Task statement: From the first line to the last, print the data exactly as written.

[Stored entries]
*-*-*
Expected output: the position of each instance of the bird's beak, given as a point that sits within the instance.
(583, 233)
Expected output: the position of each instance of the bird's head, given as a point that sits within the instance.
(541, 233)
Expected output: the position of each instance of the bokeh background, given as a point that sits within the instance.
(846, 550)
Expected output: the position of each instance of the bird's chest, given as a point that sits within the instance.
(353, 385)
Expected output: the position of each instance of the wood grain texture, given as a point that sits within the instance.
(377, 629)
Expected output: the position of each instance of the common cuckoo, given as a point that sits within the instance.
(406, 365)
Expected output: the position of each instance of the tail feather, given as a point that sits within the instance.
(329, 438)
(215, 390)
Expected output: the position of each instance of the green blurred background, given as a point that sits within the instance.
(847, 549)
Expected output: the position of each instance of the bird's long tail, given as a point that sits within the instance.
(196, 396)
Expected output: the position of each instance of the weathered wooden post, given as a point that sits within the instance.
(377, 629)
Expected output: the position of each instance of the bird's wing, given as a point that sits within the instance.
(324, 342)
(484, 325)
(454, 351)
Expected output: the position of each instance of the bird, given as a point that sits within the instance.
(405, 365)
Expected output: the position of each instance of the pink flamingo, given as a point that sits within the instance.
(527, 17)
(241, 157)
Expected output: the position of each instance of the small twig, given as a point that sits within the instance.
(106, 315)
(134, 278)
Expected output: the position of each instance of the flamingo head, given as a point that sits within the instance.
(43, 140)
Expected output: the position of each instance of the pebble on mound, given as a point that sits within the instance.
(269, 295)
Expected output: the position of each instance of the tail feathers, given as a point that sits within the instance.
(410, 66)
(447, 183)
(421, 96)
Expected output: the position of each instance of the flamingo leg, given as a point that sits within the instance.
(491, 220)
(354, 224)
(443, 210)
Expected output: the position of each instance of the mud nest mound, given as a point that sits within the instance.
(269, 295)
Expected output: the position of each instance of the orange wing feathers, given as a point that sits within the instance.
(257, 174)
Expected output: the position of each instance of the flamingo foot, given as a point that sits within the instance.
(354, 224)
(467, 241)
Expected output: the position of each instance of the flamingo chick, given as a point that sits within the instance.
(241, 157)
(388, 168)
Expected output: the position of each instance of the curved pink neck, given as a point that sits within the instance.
*-*-*
Completed task:
Expected output: the position of each instance of the bird's beak, given as a point that sits within the instance.
(583, 233)
Expected output: the position of each instance of the bird's head, given as a point that sits within the instance.
(541, 233)
Expected output: the position of each instance of the bokeh background, given as a point that sits within the instance.
(846, 550)
Expected output: the position of each instance of the bird's chest, given as a point that sits within the instance.
(353, 385)
Expected output: the position of each instance of the wood grain texture, given as a point that sits within the instance.
(377, 629)
Expected output: the position of each instance of the common cuckoo, given as a point that sits within the instance.
(406, 365)
Expected output: the position of each instance of the tail feather, given as a point that sits within the instance.
(329, 438)
(215, 390)
Expected output: the position of each instance of the green blurred background, given as a point that sits within the instance.
(847, 549)
Expected output: the position of each instance of the bird's long tail, given as a point that sits within the instance.
(196, 396)
Expected output: the position of each instance of the weathered wooden post, given as a point that sits within the instance.
(377, 629)
Expected output: the position of each instance of the bird's wing, given as a point that sits within the instance.
(324, 342)
(484, 325)
(454, 351)
Expected output: the position of each instance of the bird, given as a point that sits within the instance.
(405, 365)
Expected output: the position of each instance of the pink flamingo, given as a point that sits within the instance.
(527, 17)
(241, 157)
Expected output: the position of each instance of the small twig, given as a point that sits within the instance.
(106, 315)
(134, 278)
Expected output: the position of each instance of the flamingo head, given as a point that sits within the instance.
(43, 140)
Expected output: the position of each instance of the pebble on mound, given as a point that sits within the instance.
(269, 295)
Expected output: the position of each instance of the tail feathers, given as a point that sits within the instance.
(410, 66)
(447, 183)
(421, 96)
Expected output: the position of each instance of the flamingo leg, given as a point that sits within the instance.
(491, 220)
(354, 224)
(443, 210)
Expected output: the position of each instance of the mud nest mound, given as a point that sits within the instance.
(269, 295)
Expected output: the position of each instance of the orange wing feathers, given as a point that sits within the instance.
(257, 174)
Expected output: the position of each instance of the flamingo foot, given as a point that sits within the instance.
(354, 224)
(467, 241)
Expected output: the position of each instance of the flamingo chick, given as a point that sits within the instance.
(241, 157)
(388, 168)
Expected output: the position of each instance of the curved pink neck, given as a point that sits within the instance.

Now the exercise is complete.